The problem. Pictures do not belong in the copy; restate the records below word for word.

(Entries taken from a collection)
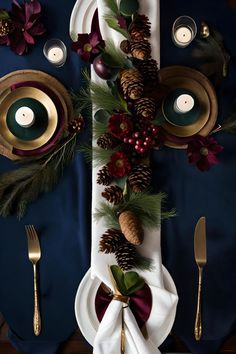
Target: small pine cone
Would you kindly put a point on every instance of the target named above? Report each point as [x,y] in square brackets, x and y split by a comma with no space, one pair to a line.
[126,256]
[125,46]
[132,83]
[131,227]
[140,178]
[113,194]
[149,70]
[111,240]
[103,176]
[76,125]
[145,108]
[106,141]
[140,28]
[6,27]
[140,49]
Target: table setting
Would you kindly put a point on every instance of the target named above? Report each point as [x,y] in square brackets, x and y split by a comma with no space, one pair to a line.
[117,141]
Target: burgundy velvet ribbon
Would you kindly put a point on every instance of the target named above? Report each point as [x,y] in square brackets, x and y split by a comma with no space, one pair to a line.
[140,304]
[61,119]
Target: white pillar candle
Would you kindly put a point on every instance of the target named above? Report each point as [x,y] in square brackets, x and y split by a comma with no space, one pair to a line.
[55,55]
[183,35]
[25,117]
[184,103]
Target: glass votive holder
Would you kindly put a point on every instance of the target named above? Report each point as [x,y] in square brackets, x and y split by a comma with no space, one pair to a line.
[184,31]
[55,51]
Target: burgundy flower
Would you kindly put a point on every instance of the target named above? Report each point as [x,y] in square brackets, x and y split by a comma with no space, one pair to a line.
[119,165]
[25,19]
[88,45]
[119,125]
[202,151]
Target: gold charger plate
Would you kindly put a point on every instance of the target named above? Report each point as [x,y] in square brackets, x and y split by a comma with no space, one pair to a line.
[45,100]
[182,76]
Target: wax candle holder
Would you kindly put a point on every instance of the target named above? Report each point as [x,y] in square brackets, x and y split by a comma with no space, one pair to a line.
[55,51]
[184,31]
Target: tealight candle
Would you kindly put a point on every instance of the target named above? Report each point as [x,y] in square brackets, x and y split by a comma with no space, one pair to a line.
[25,117]
[184,31]
[184,103]
[55,52]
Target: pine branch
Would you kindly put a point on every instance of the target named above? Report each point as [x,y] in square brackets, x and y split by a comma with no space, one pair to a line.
[24,185]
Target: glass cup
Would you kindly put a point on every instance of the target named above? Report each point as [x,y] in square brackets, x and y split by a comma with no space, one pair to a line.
[184,31]
[55,51]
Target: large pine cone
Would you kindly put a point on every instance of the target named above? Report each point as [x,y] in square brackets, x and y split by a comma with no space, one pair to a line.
[140,49]
[103,176]
[6,27]
[132,83]
[111,240]
[114,194]
[140,28]
[106,141]
[145,108]
[140,178]
[126,256]
[131,227]
[149,70]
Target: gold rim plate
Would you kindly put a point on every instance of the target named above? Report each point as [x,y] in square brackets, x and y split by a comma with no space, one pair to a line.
[45,100]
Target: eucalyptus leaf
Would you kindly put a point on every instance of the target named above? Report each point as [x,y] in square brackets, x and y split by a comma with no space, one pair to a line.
[133,282]
[128,8]
[118,276]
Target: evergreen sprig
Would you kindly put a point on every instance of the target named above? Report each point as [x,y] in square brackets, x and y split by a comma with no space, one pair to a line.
[23,185]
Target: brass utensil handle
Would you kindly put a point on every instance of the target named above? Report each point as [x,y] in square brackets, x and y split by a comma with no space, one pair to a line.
[198,320]
[37,317]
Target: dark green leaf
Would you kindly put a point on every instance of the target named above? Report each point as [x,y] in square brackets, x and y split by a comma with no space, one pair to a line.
[129,7]
[118,276]
[133,282]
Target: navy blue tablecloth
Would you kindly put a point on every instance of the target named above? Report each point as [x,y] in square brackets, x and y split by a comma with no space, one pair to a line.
[61,217]
[194,194]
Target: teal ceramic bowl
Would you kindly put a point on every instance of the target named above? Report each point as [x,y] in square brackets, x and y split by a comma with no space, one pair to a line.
[40,123]
[178,118]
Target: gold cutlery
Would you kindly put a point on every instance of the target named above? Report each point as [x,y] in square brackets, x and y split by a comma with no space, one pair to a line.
[200,253]
[34,253]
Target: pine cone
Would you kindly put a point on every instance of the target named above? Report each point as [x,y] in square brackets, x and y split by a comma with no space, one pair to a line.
[103,176]
[145,108]
[126,256]
[140,49]
[76,125]
[106,141]
[140,178]
[6,27]
[111,240]
[132,83]
[131,227]
[113,194]
[125,46]
[140,28]
[149,70]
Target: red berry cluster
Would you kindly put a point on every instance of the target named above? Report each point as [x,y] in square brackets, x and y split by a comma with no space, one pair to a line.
[143,140]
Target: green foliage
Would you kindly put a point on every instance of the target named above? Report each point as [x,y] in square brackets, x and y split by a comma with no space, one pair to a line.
[129,8]
[24,185]
[127,283]
[113,23]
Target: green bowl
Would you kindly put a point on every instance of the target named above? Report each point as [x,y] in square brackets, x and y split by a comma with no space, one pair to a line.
[40,123]
[178,118]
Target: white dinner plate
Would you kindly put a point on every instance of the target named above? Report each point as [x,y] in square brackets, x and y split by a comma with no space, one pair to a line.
[87,319]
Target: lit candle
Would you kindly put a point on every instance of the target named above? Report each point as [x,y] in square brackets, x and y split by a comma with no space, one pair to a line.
[55,55]
[183,36]
[184,103]
[25,117]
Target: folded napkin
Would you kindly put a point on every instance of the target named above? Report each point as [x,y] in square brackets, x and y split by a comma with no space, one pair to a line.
[107,339]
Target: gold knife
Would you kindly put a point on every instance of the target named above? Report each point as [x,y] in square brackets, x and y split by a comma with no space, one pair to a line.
[200,253]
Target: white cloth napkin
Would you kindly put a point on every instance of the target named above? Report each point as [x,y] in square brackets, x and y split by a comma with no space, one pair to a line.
[107,340]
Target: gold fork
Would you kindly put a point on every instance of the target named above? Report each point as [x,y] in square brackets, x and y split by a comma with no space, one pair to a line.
[34,253]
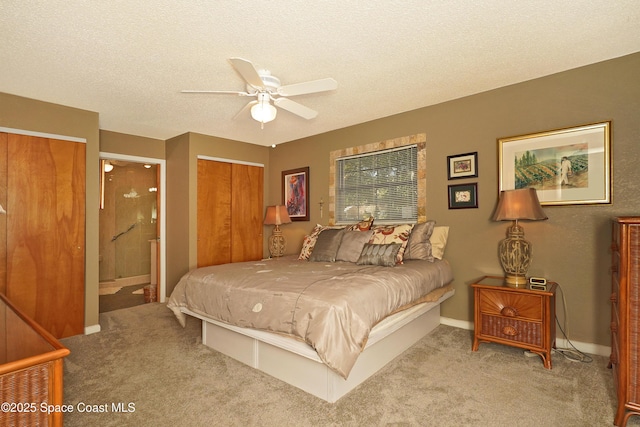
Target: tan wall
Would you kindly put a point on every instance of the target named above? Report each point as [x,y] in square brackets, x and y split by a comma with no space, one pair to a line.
[572,247]
[131,145]
[37,116]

Response for this exercise.
Target: small pine cone
Would you kindly put a point on every instance of the target named above? Report each point as [x,y] in square brackets, x and y split by a comma with no space, one pair to a line.
[126,256]
[125,46]
[132,83]
[131,227]
[140,178]
[113,194]
[149,70]
[111,240]
[103,176]
[76,125]
[145,108]
[106,141]
[140,28]
[6,27]
[140,49]
Target: table setting
Would you kindly put a point on every instance of the target named above? Report each point as [x,y] in square brackets, x and y split by a comma with no space, one pair to a line.
[117,141]
Target: burgundy velvet ribbon
Would you kindly put a point on every instance of the target named above? Report each point as [x,y] in square brackets, x and y split by a comma with no space, one pair to a line.
[140,304]
[61,119]
Target: white pillar candle
Would you kindly put a point on every instance of the target named above? Report each point as [x,y] in square brackets, x and y split by a comma with no space, one pair to a line.
[55,55]
[183,35]
[25,117]
[184,103]
Target: glass votive holder
Would you kindly put a point on every instance of the target named above? Report each point as [x,y] in square brackets, x and y split by a comma with no space, one pair to a line.
[184,31]
[55,51]
Target: burgundy flower
Would you kindly put a point on every instance of the target named above? Report each point as [x,y] in square brackets, x and y split by a comma with no space, one pair to a line.
[119,165]
[25,19]
[88,45]
[119,125]
[202,151]
Target: gold charger plate
Would you kindly put a point on every instance of the target named above? Report each point as [x,y] in square brackets, x and y split by a comma with no space, one pair to a line.
[45,100]
[182,76]
Target: wax candle holder
Would you kindly put a point on every instance of the target named above? Report each point as [x,y] in square brackets, x and y split by a comma with no space, one pair to a line.
[55,51]
[184,31]
Target: tealight candle
Would you kindly put a point on every instance of the target named above? Report each point as [x,y] in square brackets, x and y split by a comma with no space, one pair to a line.
[25,117]
[184,31]
[184,103]
[55,52]
Target: pine branch
Would you kindly put a point on every instance of the target named above? Report each point as [x,y] in square brackets, x and y split by a comma with no space, one pair to a line.
[24,185]
Target: glass cup
Would you kindly put a point on every instance of the target named above? Report each point as [x,y] in square brackets, x and y split by a comma with no space, one pair to a line.
[184,31]
[55,51]
Target: large pine cone
Would you kindly put a point on every instance of the target named above? Report each point as [x,y] in square brackets, x and y split by a comma with no space, one pair to a line.
[140,49]
[103,176]
[6,27]
[132,83]
[111,240]
[114,194]
[140,28]
[106,141]
[145,108]
[140,178]
[126,256]
[131,227]
[149,70]
Target: gold rim plate
Would you kindly put a point on every instance of the target named above? Report each point as [x,y] in square brackets, x and y split by a comma with no space, one pair to a line.
[45,100]
Target: eucalyptus leaf
Would you kindly put a point on every instance of the target named above? Report each point as [x,y] in square brackets, x and y split by a comma with no space, one pair to a line.
[133,282]
[128,8]
[118,276]
Target: evergreen sprig
Would you kindly put a point on every instance of the target named above? Report each point as [x,y] in square brackets, x and y split by a comma with no space, one pair to a line.
[23,185]
Target: brass utensil handle
Would you kindly put a point on every instance of the target named above? Report each point as [x,y] in square brackets, x and y split by a comma with no space, one pair to a line.
[198,320]
[37,317]
Target: dark green leaf
Would you kindly put a point on every instance of the target named above? Report each point as [x,y] in square brackets, x and y split by a comma with no space, one pair to a line.
[129,7]
[118,276]
[133,282]
Target: navy blue tablecloth
Would you kindly put a point on every instance of the target named above? Report each point as [x,y] in square brackets, x and y split by a comma with no space, one pair to a line.
[61,217]
[194,194]
Target: teal ceramic bowl
Would you kindly put a point on every instance of the target named above? Report each point as [x,y] in square brackets, x and y split by a comma with no space, one pair to a line.
[40,123]
[178,118]
Target: gold cutlery
Would you kindly put a point on every instance of the target named above? Report each point as [x,y] in square brackets, x and y split by a comma with no space, one pair to a line.
[200,253]
[34,253]
Target: pine cone
Would you kindly put a point on every instance of the target named above? Report each point as [x,y] in square brackets, x and y split by a comma with no space, one pair to a line.
[103,176]
[145,108]
[126,256]
[140,49]
[76,125]
[106,141]
[140,178]
[6,27]
[111,240]
[132,83]
[131,227]
[113,194]
[125,46]
[140,28]
[149,70]
Target: red berry cluster
Would you kindly put a point on every instance of the target named above? Report each point as [x,y] in square brackets, x and y split by a comma with no space, one pair to a line.
[143,140]
Target: green foliage
Would you kindly put a point on every instance of the target named above? Report each point as [x,y] in square brackets, x and y split by a comma with no space, one pair to a line.
[129,8]
[24,185]
[127,283]
[113,23]
Target: green bowl
Would you kindly put a point on every instance of the target named above? Report each point as [x,y] in square brackets, x and y split by a comma with no space, one pair to a line.
[40,123]
[178,118]
Target: white dinner plate
Would you kindly put a point on every instance of the target named above? Report each point as [x,y] in square brackets, x and y split by a comma with no space, one pair to a line.
[87,319]
Target: lit candle
Would you kindly put a point on every instance of the target named above? Report each point as [x,y] in square brackets, x and y split by a comma with no space, one pair to a line.
[55,55]
[183,36]
[184,103]
[25,117]
Target: folded napkin
Would you kindly put a point on every instance of the target named above? Report each point as [x,y] in square brackets, x and y split by a comma with no space, one pair to a line.
[107,339]
Target: gold knife
Would you kindly put a point on every instance of the target named above? Report each point as [x,y] in square brackets, x and y split by a comma with no space, one pair to a line.
[200,253]
Target: white cloth napkin
Would you kindly put a point on every instance of the target named above? Report each point as [x,y] in square brackets, x and y split by a comma with no space, one pair to a line.
[107,340]
Target: gold fork
Would you kindly put a point on every instance of the target named above? Report each point as [x,y] in square brackets, x and y split by a comma with no space, one pair to a line.
[34,253]
Target: tan wall
Would you kindly put a point on every instance of the target named above? Report each point as [x,y] in square brackets, x and y split by a comma with no space, one pair to a line.
[572,247]
[131,145]
[37,116]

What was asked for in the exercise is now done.